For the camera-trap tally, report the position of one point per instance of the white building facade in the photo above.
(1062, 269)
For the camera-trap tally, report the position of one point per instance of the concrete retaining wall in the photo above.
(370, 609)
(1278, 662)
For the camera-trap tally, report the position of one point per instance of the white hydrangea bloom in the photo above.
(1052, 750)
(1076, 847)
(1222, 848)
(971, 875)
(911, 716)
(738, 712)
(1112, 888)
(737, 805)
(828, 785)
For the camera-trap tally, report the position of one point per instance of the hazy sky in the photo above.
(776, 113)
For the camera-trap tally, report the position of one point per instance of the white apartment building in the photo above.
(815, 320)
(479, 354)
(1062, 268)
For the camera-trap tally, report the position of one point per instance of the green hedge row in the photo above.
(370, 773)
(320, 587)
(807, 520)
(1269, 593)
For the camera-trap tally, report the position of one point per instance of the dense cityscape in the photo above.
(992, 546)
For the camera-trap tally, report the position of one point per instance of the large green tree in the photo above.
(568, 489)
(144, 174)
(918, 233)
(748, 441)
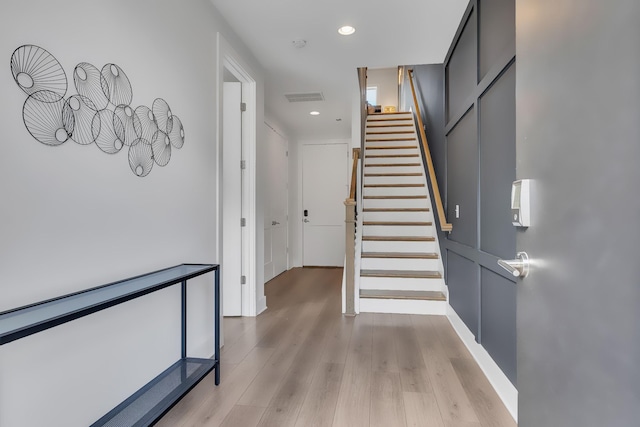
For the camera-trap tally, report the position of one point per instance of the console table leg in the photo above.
(184, 319)
(217, 324)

What is needed ::
Repeat the records in full, exactly as they appear, without the pictures.

Correct answer ::
For the camera-trap tally, report the position of one point per instance of the white building facade in the photo above.
(1062, 269)
For the camera-trap tally, report the position of one point per instance of the concrete retaining wall in the photo above.
(370, 609)
(1278, 662)
For the camera-trap tally, report the position of one point per instance of the white hydrangea bloom in the photo above.
(1052, 750)
(1076, 847)
(1222, 848)
(971, 875)
(911, 716)
(738, 712)
(1112, 888)
(737, 805)
(828, 785)
For the camera-trap tally, report the position of one point per instance of the hazy sky in the photo above.
(776, 113)
For the camera-trap tally, report the position of one point per instance of the white apartment building in the photo above.
(815, 320)
(479, 354)
(1062, 268)
For the camera-trap tally, report the position of one point per instance of the green hedge row in the photo above.
(370, 773)
(320, 587)
(807, 520)
(1269, 593)
For the camera-trap tally, report the position of one point per instance of the dense cityscape in the photo above.
(992, 546)
For the camera-trap tally, report the position of one point per instance of the large green tree in the photo above.
(568, 489)
(144, 174)
(918, 233)
(748, 441)
For the camera-trap tally, report the position of one point per instance of the console table leg in the photo above.
(184, 319)
(217, 324)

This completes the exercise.